Requirements
Find the line that contains "Exercise. Spot the white truck in the" in the entries below. Output it and each later line exactly, and nothing else.

(Dataset rows on where objects appear)
⁂

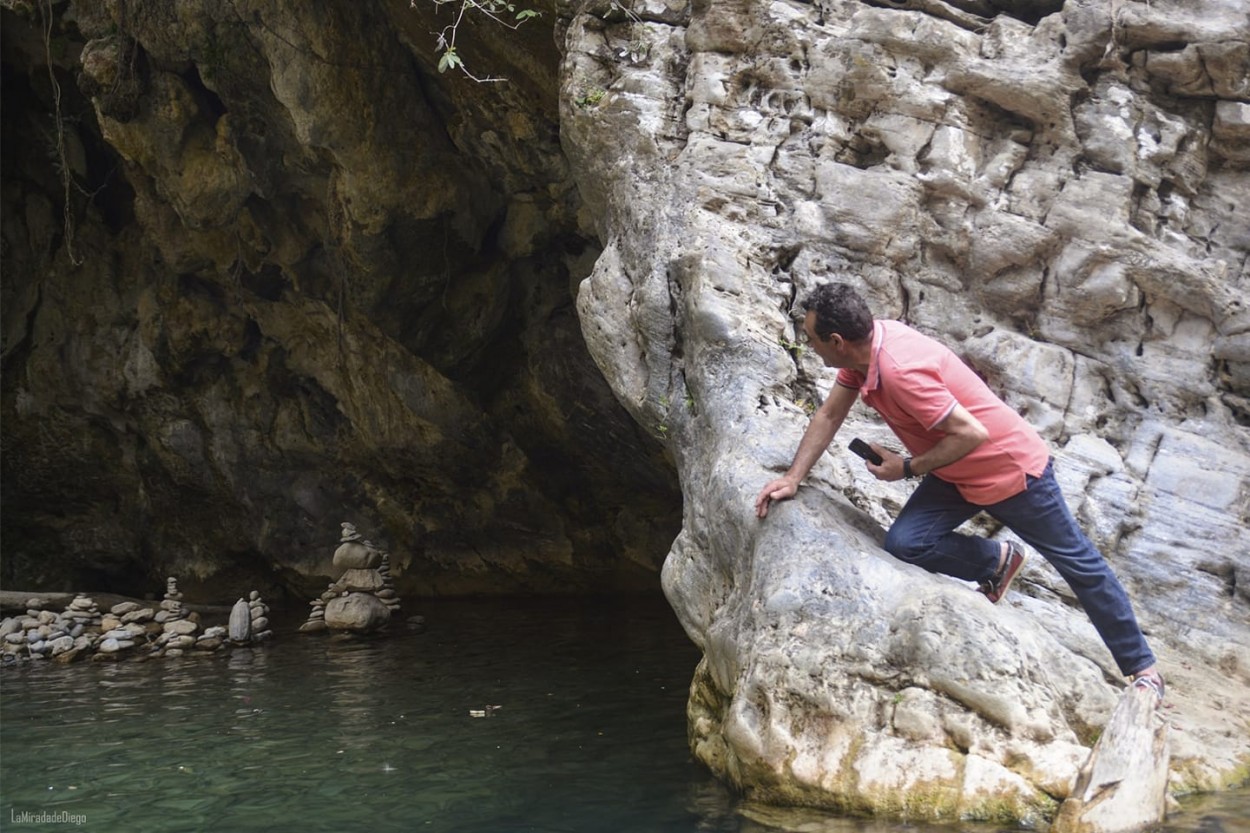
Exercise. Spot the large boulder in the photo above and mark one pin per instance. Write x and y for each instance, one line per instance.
(1055, 195)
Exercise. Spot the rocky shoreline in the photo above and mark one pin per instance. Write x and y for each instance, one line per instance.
(68, 628)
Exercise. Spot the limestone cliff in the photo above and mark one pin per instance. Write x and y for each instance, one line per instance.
(269, 272)
(1058, 190)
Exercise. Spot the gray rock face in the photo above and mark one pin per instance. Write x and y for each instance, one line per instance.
(1055, 196)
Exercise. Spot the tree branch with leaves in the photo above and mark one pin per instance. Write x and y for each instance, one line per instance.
(501, 11)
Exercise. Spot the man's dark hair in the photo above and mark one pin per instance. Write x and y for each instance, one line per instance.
(839, 309)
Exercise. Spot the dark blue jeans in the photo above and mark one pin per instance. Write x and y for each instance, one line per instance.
(924, 535)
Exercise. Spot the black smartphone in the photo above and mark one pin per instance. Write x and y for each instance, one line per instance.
(866, 452)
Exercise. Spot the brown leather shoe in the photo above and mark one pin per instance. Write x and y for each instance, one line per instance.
(998, 587)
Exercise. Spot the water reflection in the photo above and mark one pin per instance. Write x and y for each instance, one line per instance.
(315, 733)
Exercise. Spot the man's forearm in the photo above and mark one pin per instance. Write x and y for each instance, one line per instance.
(964, 434)
(820, 433)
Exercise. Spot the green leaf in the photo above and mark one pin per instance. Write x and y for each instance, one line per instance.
(449, 60)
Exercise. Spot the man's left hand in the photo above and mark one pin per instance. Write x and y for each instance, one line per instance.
(891, 464)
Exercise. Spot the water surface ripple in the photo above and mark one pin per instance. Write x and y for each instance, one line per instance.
(316, 733)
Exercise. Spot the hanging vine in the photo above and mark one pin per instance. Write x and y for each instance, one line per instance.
(45, 11)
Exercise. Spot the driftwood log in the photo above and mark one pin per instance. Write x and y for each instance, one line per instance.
(1123, 786)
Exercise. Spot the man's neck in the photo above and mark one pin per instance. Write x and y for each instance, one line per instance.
(860, 353)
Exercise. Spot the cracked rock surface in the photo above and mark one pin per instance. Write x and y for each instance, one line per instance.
(1058, 193)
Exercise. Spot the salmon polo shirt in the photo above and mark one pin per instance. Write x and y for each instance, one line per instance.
(915, 383)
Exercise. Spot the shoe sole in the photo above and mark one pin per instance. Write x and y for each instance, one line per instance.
(1011, 578)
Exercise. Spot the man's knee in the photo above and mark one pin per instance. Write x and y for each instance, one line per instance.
(905, 545)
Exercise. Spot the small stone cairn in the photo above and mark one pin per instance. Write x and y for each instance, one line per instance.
(249, 620)
(128, 628)
(364, 597)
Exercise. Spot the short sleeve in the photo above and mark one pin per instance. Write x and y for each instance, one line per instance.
(921, 394)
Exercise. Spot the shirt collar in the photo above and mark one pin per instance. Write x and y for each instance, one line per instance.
(873, 380)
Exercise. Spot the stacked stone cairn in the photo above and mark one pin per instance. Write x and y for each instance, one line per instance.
(388, 593)
(363, 599)
(50, 634)
(178, 631)
(128, 628)
(259, 613)
(126, 624)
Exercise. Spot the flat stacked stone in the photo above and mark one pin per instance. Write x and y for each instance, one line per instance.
(316, 617)
(213, 638)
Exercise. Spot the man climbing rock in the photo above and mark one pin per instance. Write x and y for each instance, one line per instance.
(973, 454)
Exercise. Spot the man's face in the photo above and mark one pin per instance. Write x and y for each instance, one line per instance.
(830, 352)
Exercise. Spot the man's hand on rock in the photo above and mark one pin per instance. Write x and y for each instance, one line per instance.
(780, 489)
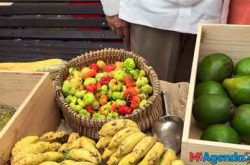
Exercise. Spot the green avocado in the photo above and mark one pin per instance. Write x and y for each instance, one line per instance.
(238, 89)
(241, 122)
(209, 87)
(221, 133)
(243, 67)
(215, 67)
(212, 109)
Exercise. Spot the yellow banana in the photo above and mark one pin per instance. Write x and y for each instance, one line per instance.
(88, 140)
(71, 162)
(49, 163)
(38, 147)
(63, 148)
(24, 142)
(108, 152)
(72, 145)
(114, 160)
(113, 126)
(31, 159)
(73, 136)
(121, 135)
(177, 162)
(84, 163)
(103, 142)
(53, 156)
(153, 155)
(54, 146)
(91, 148)
(54, 136)
(129, 143)
(168, 156)
(140, 150)
(82, 155)
(68, 162)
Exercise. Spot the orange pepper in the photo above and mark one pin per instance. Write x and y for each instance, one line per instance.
(103, 99)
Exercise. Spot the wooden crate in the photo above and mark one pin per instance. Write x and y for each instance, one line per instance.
(234, 40)
(33, 96)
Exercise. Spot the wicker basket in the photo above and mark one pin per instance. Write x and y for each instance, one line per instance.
(89, 127)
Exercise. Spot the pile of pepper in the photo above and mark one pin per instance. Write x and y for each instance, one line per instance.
(107, 90)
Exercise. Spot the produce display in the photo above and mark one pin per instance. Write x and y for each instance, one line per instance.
(125, 144)
(222, 99)
(6, 112)
(121, 139)
(103, 90)
(55, 148)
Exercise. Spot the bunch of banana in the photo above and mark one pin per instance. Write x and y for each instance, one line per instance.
(55, 148)
(125, 144)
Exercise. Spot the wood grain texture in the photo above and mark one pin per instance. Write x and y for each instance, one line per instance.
(51, 21)
(177, 97)
(234, 40)
(52, 8)
(62, 34)
(33, 50)
(37, 114)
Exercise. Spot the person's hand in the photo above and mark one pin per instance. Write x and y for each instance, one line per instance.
(119, 26)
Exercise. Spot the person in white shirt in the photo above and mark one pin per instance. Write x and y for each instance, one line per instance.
(163, 31)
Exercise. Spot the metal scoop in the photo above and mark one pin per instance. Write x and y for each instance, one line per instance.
(169, 128)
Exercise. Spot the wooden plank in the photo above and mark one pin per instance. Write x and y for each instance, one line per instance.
(31, 50)
(58, 45)
(62, 34)
(233, 40)
(52, 8)
(51, 21)
(37, 114)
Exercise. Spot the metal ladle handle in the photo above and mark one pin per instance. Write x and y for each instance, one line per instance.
(165, 102)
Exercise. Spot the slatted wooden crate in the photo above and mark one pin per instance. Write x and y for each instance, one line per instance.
(34, 97)
(41, 29)
(233, 40)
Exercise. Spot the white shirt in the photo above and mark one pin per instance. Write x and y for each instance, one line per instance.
(163, 14)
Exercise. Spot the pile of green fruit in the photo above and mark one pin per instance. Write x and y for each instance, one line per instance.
(222, 99)
(103, 90)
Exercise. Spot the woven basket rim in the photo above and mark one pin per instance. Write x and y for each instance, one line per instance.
(136, 112)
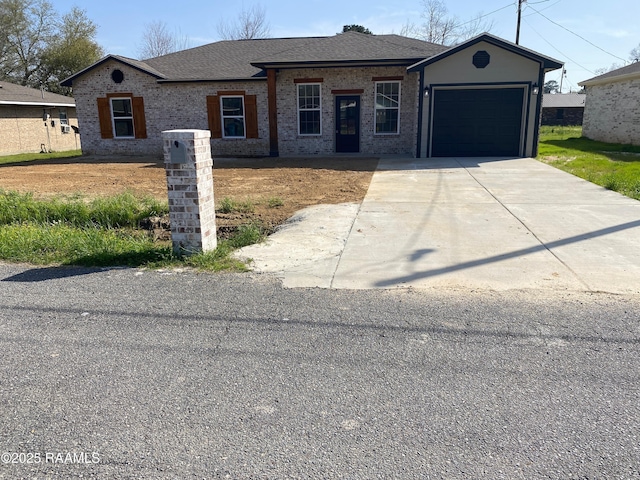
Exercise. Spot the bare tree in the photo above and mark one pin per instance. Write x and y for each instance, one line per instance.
(634, 55)
(251, 24)
(157, 40)
(439, 26)
(27, 28)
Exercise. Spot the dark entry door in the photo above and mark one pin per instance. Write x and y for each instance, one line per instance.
(477, 122)
(348, 123)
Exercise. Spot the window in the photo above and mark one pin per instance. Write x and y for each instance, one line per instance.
(309, 114)
(232, 117)
(122, 117)
(233, 114)
(62, 113)
(387, 107)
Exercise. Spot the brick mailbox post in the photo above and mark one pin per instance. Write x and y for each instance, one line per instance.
(188, 164)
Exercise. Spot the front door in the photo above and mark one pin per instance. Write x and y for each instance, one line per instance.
(348, 124)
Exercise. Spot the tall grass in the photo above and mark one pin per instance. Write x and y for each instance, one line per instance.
(30, 157)
(101, 232)
(124, 210)
(612, 166)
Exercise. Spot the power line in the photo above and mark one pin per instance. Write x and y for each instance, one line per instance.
(485, 15)
(579, 36)
(554, 47)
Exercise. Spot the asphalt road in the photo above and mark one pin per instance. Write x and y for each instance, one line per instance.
(130, 374)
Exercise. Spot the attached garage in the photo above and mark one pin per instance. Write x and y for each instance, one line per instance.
(477, 122)
(481, 99)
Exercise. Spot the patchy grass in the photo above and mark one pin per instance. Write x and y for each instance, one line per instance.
(29, 157)
(120, 211)
(612, 166)
(248, 205)
(101, 232)
(228, 205)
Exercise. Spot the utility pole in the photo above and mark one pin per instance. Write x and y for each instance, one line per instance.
(520, 2)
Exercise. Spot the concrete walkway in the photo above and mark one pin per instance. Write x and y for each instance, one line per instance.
(464, 223)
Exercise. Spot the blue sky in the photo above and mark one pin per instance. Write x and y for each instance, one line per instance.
(611, 26)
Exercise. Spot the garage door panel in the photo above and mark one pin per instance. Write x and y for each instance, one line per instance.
(477, 122)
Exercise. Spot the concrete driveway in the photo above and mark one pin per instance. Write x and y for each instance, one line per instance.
(464, 223)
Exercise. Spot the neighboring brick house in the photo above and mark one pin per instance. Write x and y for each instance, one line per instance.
(348, 93)
(612, 110)
(33, 121)
(563, 108)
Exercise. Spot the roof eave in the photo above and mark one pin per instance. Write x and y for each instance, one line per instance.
(611, 79)
(210, 80)
(68, 82)
(391, 62)
(36, 104)
(547, 63)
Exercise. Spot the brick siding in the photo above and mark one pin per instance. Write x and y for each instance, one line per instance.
(405, 142)
(612, 112)
(22, 130)
(183, 106)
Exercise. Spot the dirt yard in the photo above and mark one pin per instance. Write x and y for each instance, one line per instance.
(261, 183)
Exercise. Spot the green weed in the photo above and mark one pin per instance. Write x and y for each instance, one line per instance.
(612, 166)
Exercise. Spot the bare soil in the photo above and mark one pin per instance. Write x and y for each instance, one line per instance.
(261, 183)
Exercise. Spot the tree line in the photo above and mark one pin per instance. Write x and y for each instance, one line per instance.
(39, 47)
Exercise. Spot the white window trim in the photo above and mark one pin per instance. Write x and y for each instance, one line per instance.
(298, 109)
(242, 117)
(375, 107)
(65, 120)
(113, 118)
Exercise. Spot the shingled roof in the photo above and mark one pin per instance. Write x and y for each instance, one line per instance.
(630, 71)
(247, 59)
(12, 94)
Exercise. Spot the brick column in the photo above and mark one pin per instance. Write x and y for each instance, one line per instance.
(188, 164)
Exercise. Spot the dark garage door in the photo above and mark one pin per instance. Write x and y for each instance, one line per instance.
(477, 122)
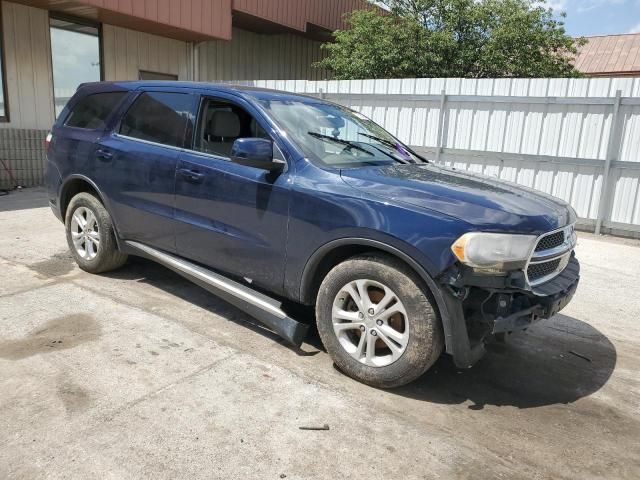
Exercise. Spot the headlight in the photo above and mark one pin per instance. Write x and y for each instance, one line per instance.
(493, 251)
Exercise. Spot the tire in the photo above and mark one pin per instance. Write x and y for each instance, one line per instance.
(417, 338)
(90, 256)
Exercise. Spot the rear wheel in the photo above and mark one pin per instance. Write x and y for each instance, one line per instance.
(91, 236)
(377, 322)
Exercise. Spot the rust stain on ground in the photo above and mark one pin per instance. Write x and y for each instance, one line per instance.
(60, 333)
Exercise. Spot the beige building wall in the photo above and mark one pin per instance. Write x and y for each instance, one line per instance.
(27, 51)
(29, 75)
(253, 56)
(126, 52)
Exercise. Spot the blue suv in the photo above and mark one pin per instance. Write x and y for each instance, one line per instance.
(272, 200)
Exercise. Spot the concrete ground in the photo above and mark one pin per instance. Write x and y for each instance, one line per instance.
(139, 373)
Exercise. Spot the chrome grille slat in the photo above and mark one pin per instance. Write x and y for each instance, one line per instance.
(550, 255)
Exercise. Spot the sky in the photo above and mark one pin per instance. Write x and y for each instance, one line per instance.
(599, 17)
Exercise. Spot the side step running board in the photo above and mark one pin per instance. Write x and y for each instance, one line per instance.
(262, 307)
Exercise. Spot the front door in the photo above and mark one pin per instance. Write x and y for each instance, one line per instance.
(137, 165)
(231, 217)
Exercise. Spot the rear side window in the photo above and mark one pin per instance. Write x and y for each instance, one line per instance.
(159, 117)
(92, 111)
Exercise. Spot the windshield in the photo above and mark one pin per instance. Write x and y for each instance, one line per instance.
(335, 136)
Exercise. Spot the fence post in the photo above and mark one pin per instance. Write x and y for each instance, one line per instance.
(612, 153)
(443, 102)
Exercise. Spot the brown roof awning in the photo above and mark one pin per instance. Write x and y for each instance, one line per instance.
(613, 55)
(198, 20)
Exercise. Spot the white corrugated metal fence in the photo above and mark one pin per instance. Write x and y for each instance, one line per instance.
(561, 136)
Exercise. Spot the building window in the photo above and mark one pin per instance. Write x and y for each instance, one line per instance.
(147, 75)
(75, 57)
(4, 106)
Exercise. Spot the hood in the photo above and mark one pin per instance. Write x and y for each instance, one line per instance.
(484, 202)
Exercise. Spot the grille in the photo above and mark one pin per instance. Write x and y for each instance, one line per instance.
(550, 241)
(539, 270)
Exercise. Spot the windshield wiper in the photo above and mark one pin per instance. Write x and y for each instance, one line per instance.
(393, 145)
(355, 146)
(340, 141)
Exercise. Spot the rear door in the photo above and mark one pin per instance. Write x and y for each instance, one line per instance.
(137, 164)
(82, 124)
(232, 217)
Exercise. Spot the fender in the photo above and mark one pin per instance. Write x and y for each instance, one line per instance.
(456, 335)
(76, 176)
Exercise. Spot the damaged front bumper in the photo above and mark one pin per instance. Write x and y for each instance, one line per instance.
(481, 306)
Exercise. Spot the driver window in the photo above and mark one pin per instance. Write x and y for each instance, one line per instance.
(222, 123)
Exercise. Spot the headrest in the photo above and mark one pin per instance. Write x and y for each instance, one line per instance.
(224, 124)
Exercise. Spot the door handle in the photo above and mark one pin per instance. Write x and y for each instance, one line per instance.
(192, 176)
(104, 155)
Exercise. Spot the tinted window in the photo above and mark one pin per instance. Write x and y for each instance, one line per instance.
(92, 111)
(221, 124)
(159, 117)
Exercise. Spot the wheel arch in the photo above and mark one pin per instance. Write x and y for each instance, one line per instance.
(72, 186)
(332, 253)
(336, 251)
(75, 184)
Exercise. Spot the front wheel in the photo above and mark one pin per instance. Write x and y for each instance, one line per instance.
(377, 322)
(91, 236)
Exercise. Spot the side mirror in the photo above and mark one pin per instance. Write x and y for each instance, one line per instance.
(256, 153)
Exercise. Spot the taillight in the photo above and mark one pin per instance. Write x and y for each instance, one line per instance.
(47, 142)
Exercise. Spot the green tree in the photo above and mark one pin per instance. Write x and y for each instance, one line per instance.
(453, 38)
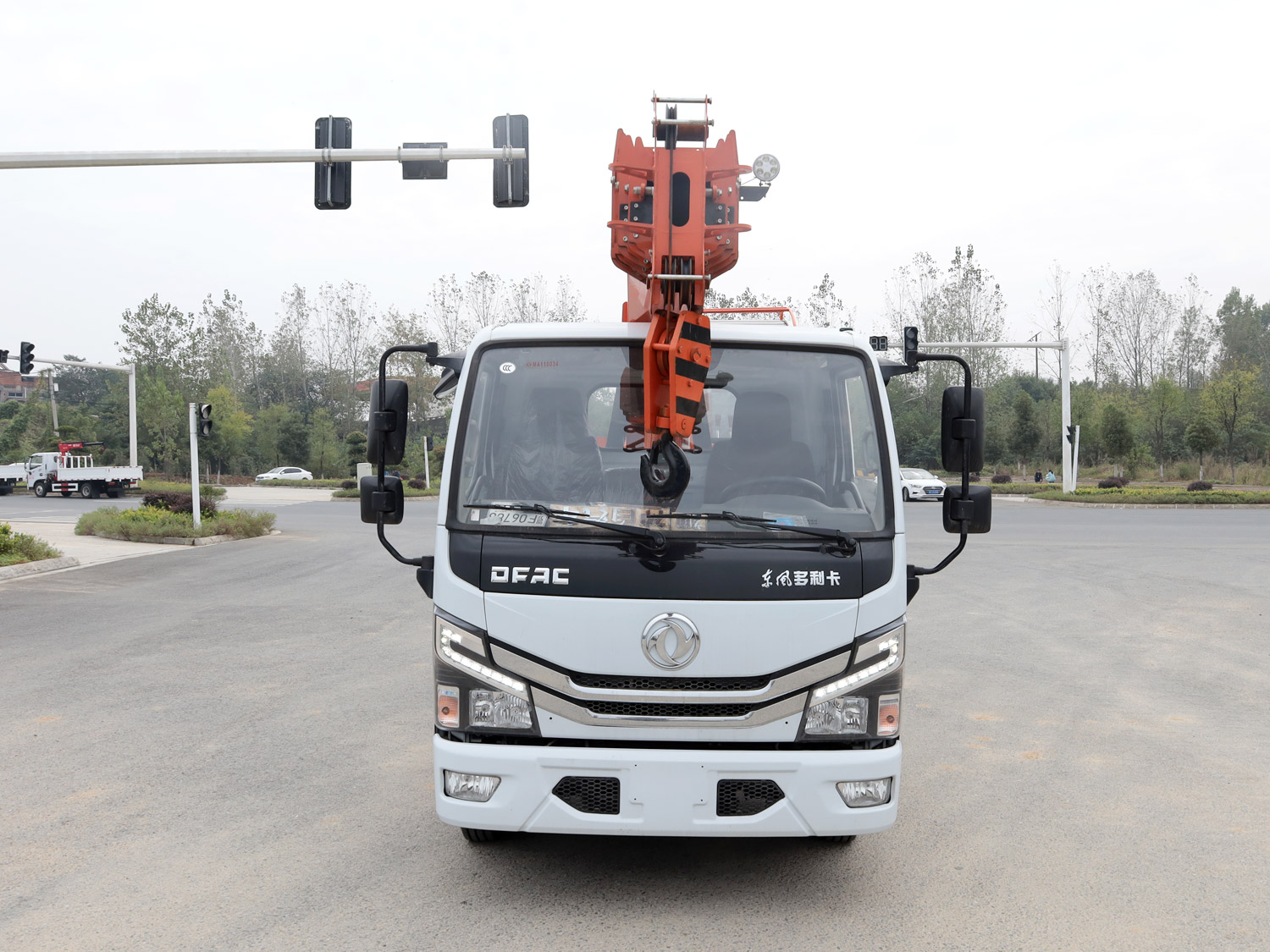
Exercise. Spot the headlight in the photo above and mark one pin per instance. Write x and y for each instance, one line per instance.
(464, 650)
(842, 715)
(497, 708)
(842, 707)
(472, 693)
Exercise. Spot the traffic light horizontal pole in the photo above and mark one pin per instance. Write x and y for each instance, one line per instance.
(86, 160)
(1038, 344)
(84, 363)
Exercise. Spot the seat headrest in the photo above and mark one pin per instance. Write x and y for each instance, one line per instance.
(762, 419)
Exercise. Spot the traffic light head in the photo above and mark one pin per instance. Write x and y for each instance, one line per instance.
(911, 347)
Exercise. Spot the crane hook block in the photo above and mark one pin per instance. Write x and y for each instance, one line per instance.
(665, 469)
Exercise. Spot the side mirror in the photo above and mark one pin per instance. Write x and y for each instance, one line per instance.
(386, 428)
(512, 179)
(390, 503)
(973, 512)
(962, 432)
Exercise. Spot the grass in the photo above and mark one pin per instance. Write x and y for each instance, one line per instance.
(160, 487)
(406, 490)
(17, 548)
(147, 522)
(1158, 495)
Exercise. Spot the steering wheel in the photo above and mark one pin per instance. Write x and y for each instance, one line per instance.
(799, 487)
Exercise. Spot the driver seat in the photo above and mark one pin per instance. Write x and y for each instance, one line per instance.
(761, 446)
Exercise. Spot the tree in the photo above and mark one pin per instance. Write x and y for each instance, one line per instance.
(1117, 434)
(1163, 401)
(823, 307)
(1201, 437)
(1140, 325)
(231, 428)
(1231, 399)
(1026, 433)
(327, 457)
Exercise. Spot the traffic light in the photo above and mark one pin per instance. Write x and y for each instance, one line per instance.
(911, 347)
(333, 182)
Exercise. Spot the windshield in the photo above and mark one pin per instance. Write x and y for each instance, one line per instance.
(785, 436)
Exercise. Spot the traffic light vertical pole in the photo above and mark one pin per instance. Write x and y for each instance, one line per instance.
(193, 464)
(1064, 372)
(132, 414)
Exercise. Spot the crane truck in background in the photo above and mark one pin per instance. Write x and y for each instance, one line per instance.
(70, 474)
(670, 581)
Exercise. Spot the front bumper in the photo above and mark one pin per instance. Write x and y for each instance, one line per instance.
(665, 792)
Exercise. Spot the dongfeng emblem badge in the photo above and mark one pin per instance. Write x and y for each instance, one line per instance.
(671, 641)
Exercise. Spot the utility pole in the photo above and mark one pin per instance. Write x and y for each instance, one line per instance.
(193, 462)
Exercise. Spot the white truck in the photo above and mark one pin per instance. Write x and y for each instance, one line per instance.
(66, 474)
(670, 578)
(10, 476)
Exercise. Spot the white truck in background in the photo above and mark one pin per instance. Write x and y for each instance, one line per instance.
(66, 474)
(10, 476)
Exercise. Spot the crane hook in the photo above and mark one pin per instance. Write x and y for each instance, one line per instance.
(668, 477)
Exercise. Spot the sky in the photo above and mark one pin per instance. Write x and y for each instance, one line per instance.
(1127, 135)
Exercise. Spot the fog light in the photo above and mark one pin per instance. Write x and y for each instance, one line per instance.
(477, 787)
(865, 792)
(497, 708)
(842, 715)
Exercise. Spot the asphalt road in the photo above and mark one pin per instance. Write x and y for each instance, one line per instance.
(231, 751)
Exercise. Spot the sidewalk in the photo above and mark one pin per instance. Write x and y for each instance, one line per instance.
(91, 550)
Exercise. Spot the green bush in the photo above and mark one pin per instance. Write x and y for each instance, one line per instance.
(205, 490)
(152, 522)
(17, 548)
(1158, 495)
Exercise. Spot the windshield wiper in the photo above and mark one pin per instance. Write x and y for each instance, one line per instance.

⁂

Correct result
Exercise. Spot the white truck in the photo above and mark one pin per instance. Write x and y for each instance, one line per instance.
(66, 474)
(670, 578)
(10, 476)
Exercise. Spot the white truck in background in the photo above and mark one pin per instance. Write x and y for each instance, one line per instance.
(66, 474)
(10, 476)
Exercise. Spot the crane hook in the photo above and mark one pin per instance. Write x and y for each instance, one line per instance.
(668, 477)
Exercise. Spot the sky in the photo above and mark one pin per instance. Write x and y for each instance, one line per instance.
(1127, 135)
Exercise. Spot the fog light in the photo above and mark one pin per instance. Write x and y for each instance, one line per instance.
(477, 787)
(865, 792)
(497, 708)
(842, 715)
Exercise. Spot the asphalt road in the photo above and mark one pin per instance. Write x and y for each instance, one line per instance.
(231, 751)
Exercise. Spot the sidewalk in the photo above and mark one pin per instance. Write x and y for each instance, one line per instance.
(91, 550)
Exercise. Spot the green bush in the photo above and mark one pin per instance. Write x and y for each instance, one line per instance.
(205, 490)
(152, 522)
(17, 548)
(1158, 495)
Exercise. Spot the windshield wiper in the photo above and mark one pin per instance. Write x and y for each instance, one line per instance.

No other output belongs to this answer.